**EXTRACT TO READ**

Observation Models

Two observation models are provided, both of which related disease incidence in the simulation model to count data, but differ in how they treat the denominator.

Observations from the entire population

The PopnCounts class provides a generic observation model for relating disease incidence to count data where the denominator is assumed to be the population size \(N\) (i.e., the denominator is assumed constant and is either not known or is known to be the population size \(N\)).

This observation model assumes that the relationship between observed case counts \(y_t\) and disease incidence in particle \(x_t\) follow a negative binomial distribution with mean \(\mathbb{E}[y_t]\) and dispersion parameter \(k\).

\[ \begin{align}\begin{aligned}\mathcal{L}(y_t \mid x_t) &\sim NB(\mathbb{E}[y_t], k)\\\mathbb{E}[y_t] &= (1 - p_\mathrm{inf}) \cdot bg_\mathrm{obs} + p_\mathrm{inf} \cdot p_\mathrm{obs} \cdot N\\\operatorname{Var}[y_t] &= \mathbb{E}[y_t] + \frac{\left(\mathbb{E}[y_t]\right)^2}{k} \ge bg_\mathrm{var}\end{aligned}\end{align} \]

The observation model parameters comprise:

  • The background observation rate \(bg_\mathrm{obs}\);
  • The variance in the background signal \(bg_\mathrm{var}\) (the minimum variance);
  • The probability of observing an infected individual \(p_\mathrm{obs}\); and
  • The dispersion parameter \(k\), which controls the relationship between the mean \((\mathbb{E}[y_t])\) and the variance; as \(k \to \infty\) the distribution approaches the Poisson, as \(k \to 0\) the distribution becomes more and more over-dispersed with respect to the Poisson.
Probability mass functions for the PopnCounts observation model.

Probability mass functions for the PopnCounts observation model with different values of the dispersion parameter \(k\), for the expected value \(\mathbb{E}[y_t] = 200\) (vertical dashed line).

Observations from population samples

The SampleCounts class provides a generic observation model for relating disease incidence to count data where the denominator is reported and may vary (e.g., weekly counts of all patients and the number that presented with influenza-like illness), and where the background signal is not a fixed value but rather a fixed proportion.

**INPUT DATA**
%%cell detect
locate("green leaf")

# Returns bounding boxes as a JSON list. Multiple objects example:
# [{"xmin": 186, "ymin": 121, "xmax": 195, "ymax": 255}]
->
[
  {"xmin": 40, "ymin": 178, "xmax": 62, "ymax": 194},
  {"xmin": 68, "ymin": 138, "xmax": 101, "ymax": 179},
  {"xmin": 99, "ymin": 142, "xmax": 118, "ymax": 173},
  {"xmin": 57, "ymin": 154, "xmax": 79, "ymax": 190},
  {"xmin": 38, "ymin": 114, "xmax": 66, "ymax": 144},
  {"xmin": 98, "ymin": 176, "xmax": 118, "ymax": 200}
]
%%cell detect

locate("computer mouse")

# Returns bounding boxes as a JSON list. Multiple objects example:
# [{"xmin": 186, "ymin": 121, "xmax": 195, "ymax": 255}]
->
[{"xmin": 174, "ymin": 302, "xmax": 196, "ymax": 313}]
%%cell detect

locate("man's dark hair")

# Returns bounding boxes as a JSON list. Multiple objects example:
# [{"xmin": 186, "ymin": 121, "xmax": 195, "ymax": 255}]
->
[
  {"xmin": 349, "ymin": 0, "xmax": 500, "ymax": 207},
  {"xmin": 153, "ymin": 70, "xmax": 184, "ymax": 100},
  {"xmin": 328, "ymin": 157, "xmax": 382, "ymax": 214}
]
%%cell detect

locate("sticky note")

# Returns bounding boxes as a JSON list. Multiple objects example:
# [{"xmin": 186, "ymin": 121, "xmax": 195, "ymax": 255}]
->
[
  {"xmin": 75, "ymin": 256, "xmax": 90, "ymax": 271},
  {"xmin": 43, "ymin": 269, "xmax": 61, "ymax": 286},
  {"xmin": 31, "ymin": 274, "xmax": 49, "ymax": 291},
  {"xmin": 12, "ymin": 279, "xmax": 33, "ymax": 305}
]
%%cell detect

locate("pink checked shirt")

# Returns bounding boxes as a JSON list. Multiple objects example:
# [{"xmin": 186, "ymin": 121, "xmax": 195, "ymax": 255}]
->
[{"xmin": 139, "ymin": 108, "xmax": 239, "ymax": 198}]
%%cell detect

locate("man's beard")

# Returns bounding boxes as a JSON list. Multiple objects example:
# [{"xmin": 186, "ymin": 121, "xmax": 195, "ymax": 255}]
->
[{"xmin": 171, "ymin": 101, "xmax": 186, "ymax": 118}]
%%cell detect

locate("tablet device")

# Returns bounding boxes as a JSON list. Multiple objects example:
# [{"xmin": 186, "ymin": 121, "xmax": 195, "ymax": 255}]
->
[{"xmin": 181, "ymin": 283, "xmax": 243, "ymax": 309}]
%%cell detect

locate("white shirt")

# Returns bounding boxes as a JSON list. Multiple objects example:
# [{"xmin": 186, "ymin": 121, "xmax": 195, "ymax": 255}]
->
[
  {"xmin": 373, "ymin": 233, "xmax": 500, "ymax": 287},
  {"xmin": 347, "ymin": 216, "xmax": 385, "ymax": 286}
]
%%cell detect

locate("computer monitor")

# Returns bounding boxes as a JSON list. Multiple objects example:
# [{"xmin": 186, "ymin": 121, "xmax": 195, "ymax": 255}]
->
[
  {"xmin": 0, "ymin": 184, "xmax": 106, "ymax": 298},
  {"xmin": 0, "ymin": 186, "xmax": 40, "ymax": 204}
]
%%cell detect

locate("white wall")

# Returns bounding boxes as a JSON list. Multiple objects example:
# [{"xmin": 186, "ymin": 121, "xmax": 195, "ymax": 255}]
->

**EXERCISE INSTRUCTIONS**
a. According to the observation models page, what distribution does the PopnCounts class assume for the relationship between observed case counts and disease incidence?
b. Does each statement agree with the observation models page? Answer yes or no for each, quoting the deciding words. (i) Two observation models are provided. (ii) The SampleCounts class assumes the denominator is constant. (iii) In the SampleCounts class the background signal is a fixed value.
c. Please pick up the observation models page after its final sentence and continue writing it.

**LIST OF ANSWERS**
a. A negative binomial distribution.

b.
(i) Yes: "Two observation models are provided"
(ii) No: "the denominator is reported and may vary"
(iii) No: "the background signal is not a fixed value but rather a fixed proportion"

c.
For this observation model, each observed value \((y_t)\) is the fraction of all patients \((N_t)\) that were identified as cases \((c_t)\). This observation model assumes that the relationship between the observed fraction \(y_t\), the denominator \(N_t\), and disease incidence in particle \(x_t\) follows a Beta-binomial distribution with probability of success \(\mathbb{E}[y_t]\) and dispersion parameter \(k\).

\[ \begin{align}\begin{aligned}y_t &= \frac{c_t}{N_t}\\\mathcal{L}(y_t \mid x_t) &= \mathcal{L}(c_t \mid N_t, x_t)\\\mathbb{E}[y_t] &= bg_\mathrm{obs} + p_\mathrm{inf} \cdot \kappa_\mathrm{obs}\\\operatorname{Var}[y_t] &= \frac{p \cdot (1 - p)}{N_t} \cdot \left[ 1 + \frac{N_t - 1}{k + 1} \right] \ge bg_\mathrm{var}\\\mathcal{L}(c_t \mid N_t, x_t) &\sim \operatorname{BetaBin}(N_t, \mathbb{E}[y_t], k)\\\mathbb{E}[c_t] &= N_t \cdot \mathbb{E}[y_t]\\\operatorname{Var}[c_t] &= N_t \cdot p \cdot (1 - p) \cdot \left[ 1 + \frac{N_t - 1}{k + 1} \right]\end{aligned}\end{align} \]

The shape parameters \(\alpha\) and \(\beta\) satisfy:

\[ \begin{align}\begin{aligned}p &= \mathbb{E}[y_t] = \frac{\alpha}{\alpha + \beta}\\k &= \alpha + \beta\\\implies \alpha &= p \cdot k\\\implies \beta &= (1 - p) \cdot k\end{aligned}\end{align} \]

For details, see “Estimation of parameters in the beta binomial model”, Tripathi et al., J Ann Inst Statist Math 46(2): 317–331, 1994 (DOI: 10.1007/BF01720588).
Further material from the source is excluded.